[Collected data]
• • • • •
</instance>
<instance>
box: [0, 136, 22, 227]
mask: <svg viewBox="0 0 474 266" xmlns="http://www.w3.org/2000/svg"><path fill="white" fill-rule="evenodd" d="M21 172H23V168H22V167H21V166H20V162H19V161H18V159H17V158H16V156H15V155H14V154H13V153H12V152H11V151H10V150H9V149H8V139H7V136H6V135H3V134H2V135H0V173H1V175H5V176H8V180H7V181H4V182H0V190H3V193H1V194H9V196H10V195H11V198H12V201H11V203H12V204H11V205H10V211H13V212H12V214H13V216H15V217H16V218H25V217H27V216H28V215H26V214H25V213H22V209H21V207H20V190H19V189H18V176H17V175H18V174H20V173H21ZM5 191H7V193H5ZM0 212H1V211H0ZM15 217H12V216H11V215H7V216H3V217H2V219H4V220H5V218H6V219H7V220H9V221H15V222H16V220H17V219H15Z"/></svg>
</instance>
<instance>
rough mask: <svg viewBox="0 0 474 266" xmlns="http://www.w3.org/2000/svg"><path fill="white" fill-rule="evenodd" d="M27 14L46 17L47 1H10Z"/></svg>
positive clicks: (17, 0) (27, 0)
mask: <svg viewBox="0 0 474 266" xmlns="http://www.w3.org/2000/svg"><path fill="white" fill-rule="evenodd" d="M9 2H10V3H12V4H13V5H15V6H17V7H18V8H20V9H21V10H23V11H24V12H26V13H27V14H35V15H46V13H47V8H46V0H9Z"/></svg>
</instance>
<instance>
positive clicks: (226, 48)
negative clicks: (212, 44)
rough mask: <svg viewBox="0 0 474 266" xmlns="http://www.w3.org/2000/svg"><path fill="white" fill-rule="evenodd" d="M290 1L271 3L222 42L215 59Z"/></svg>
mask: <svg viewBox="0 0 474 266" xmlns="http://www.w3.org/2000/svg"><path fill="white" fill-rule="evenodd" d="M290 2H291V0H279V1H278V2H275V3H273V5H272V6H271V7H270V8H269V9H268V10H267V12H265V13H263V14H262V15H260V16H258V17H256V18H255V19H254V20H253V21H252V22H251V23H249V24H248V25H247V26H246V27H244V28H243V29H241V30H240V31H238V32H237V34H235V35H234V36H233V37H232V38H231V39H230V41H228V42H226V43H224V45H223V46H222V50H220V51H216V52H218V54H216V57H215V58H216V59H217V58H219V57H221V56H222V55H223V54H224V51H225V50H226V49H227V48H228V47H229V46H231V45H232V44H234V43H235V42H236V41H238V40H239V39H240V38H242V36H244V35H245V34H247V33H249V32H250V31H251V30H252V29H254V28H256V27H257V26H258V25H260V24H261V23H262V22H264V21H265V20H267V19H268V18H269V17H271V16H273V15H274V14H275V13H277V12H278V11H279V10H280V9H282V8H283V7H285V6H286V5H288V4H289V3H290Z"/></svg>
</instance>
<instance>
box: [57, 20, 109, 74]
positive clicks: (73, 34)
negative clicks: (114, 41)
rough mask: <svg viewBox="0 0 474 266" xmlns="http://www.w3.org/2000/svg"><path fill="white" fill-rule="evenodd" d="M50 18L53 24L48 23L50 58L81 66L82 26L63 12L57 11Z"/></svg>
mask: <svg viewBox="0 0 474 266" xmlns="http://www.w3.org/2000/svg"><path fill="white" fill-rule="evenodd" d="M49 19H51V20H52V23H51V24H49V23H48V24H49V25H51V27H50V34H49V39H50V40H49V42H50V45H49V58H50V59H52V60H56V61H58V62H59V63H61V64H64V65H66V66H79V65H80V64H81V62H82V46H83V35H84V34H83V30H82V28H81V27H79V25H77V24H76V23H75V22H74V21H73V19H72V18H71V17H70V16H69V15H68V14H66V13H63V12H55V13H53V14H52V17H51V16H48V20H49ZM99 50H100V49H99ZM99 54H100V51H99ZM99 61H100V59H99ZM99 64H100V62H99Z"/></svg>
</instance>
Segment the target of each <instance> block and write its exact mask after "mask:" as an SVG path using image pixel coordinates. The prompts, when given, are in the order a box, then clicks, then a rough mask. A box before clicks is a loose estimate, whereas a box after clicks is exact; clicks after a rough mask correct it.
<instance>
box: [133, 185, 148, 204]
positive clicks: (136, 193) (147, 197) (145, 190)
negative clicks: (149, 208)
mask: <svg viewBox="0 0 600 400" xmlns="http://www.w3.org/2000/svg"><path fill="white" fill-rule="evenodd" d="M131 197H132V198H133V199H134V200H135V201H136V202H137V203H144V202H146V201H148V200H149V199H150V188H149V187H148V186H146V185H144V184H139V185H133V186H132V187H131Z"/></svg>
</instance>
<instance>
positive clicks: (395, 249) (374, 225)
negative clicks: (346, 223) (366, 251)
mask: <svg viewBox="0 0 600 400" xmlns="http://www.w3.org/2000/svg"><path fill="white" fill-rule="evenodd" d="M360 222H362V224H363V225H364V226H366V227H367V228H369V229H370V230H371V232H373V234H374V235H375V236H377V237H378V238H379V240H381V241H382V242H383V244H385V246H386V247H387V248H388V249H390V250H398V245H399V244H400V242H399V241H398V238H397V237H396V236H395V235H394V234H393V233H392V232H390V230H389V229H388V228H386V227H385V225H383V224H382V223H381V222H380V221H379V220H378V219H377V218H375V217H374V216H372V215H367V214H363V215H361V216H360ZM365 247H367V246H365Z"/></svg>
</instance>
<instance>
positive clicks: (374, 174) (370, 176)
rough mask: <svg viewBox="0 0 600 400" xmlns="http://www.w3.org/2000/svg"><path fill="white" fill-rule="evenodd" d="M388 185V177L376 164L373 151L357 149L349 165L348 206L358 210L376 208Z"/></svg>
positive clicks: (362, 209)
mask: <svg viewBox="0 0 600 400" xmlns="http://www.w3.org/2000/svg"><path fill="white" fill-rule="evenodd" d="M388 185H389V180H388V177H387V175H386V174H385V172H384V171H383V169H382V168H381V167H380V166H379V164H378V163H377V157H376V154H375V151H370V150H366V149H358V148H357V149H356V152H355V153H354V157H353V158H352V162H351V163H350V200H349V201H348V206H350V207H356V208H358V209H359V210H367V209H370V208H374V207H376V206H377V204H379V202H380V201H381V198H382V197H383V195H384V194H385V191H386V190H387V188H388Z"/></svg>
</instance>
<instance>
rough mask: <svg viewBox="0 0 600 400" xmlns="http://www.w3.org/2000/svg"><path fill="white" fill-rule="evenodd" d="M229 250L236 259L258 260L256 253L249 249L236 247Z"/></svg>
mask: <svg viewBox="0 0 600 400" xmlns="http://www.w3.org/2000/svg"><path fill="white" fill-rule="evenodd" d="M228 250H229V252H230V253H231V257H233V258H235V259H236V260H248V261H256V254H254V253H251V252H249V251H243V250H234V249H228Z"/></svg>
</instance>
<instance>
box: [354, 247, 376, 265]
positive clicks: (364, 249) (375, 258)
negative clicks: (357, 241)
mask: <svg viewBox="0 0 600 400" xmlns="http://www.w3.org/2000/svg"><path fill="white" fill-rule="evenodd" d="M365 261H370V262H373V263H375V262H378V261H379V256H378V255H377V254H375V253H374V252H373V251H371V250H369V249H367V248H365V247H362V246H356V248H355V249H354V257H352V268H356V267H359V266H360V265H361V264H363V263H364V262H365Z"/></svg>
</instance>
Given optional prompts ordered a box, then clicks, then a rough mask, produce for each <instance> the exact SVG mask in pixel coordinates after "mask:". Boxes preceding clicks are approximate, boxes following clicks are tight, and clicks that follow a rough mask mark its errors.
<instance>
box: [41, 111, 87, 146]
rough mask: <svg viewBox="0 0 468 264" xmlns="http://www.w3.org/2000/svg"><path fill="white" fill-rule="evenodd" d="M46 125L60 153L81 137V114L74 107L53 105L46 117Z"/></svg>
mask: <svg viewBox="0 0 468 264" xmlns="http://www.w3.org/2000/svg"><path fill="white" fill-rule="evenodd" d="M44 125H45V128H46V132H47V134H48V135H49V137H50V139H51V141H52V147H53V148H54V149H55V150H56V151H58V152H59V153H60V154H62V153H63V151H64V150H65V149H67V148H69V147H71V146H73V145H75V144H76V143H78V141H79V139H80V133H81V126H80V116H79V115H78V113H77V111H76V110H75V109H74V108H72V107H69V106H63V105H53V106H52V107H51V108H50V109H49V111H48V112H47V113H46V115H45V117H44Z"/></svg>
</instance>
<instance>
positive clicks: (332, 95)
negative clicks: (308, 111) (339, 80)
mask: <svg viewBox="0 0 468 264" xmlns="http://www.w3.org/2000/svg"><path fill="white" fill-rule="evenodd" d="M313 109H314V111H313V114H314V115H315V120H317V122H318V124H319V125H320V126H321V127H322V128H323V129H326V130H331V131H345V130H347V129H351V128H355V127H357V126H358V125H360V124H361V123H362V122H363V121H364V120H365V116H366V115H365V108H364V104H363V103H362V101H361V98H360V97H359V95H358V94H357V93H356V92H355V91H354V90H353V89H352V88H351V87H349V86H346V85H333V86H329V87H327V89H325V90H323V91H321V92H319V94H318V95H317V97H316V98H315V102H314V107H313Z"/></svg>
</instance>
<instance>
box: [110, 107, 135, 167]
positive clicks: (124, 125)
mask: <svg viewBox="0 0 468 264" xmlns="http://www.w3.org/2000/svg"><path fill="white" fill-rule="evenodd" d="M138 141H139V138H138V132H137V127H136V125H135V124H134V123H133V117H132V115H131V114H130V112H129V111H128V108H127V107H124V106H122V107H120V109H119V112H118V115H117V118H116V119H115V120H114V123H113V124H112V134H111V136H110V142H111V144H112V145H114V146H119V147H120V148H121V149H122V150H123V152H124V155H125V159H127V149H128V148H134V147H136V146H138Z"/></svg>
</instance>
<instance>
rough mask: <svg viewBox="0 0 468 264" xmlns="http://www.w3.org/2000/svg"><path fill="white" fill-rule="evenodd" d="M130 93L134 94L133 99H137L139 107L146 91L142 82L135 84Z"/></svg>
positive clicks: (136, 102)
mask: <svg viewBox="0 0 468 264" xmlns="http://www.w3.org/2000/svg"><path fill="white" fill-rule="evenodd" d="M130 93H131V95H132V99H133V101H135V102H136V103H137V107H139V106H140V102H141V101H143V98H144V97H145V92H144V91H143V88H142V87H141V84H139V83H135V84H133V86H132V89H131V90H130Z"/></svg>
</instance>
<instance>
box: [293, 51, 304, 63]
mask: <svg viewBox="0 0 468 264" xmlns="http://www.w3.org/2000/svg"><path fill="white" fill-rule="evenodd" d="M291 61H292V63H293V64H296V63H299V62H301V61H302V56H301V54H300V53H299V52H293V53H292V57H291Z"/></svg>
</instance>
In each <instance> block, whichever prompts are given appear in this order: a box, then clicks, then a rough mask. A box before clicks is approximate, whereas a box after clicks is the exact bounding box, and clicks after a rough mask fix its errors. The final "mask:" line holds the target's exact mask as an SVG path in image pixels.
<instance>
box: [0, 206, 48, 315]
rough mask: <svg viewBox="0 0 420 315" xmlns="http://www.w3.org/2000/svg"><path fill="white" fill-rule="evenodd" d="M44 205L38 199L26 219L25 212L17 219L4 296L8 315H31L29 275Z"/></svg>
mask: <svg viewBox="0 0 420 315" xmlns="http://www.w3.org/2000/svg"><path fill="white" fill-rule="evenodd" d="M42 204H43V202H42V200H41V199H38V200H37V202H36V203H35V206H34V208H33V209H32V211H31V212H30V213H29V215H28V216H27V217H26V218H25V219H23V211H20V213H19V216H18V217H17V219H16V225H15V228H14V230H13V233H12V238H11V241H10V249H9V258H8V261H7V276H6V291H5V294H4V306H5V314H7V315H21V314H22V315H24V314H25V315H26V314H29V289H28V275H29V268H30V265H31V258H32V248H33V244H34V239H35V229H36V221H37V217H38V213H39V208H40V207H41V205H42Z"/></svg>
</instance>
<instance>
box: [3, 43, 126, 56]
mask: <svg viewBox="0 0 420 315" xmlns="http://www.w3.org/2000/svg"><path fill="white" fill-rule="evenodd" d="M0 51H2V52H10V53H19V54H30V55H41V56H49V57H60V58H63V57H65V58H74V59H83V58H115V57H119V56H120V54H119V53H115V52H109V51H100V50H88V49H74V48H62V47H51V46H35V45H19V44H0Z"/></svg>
• • • • •
> [What needs to be done]: Retype exactly the lines above, from the one with "Segment the target" through the one with "positive clicks: (395, 249) (374, 225)", inclusive.

> [Answer section]:
Segment the target of each <instance> block and write its exact mask after "mask:" as an SVG path using image pixel coordinates. The prompts, when given, are in the order a box, then clicks, then a rough mask. A box before clicks is a loose estimate, whereas a box after clicks is exact; clicks after a rough mask correct it.
<instance>
box: [133, 185, 148, 204]
positive clicks: (136, 193) (147, 197) (145, 190)
negative clicks: (149, 208)
mask: <svg viewBox="0 0 600 400" xmlns="http://www.w3.org/2000/svg"><path fill="white" fill-rule="evenodd" d="M131 197H132V198H133V199H134V200H135V201H136V202H137V203H144V202H146V201H148V200H149V199H150V188H149V187H148V186H146V185H144V184H139V185H133V186H132V187H131Z"/></svg>
</instance>
<instance>
positive clicks: (395, 249) (374, 225)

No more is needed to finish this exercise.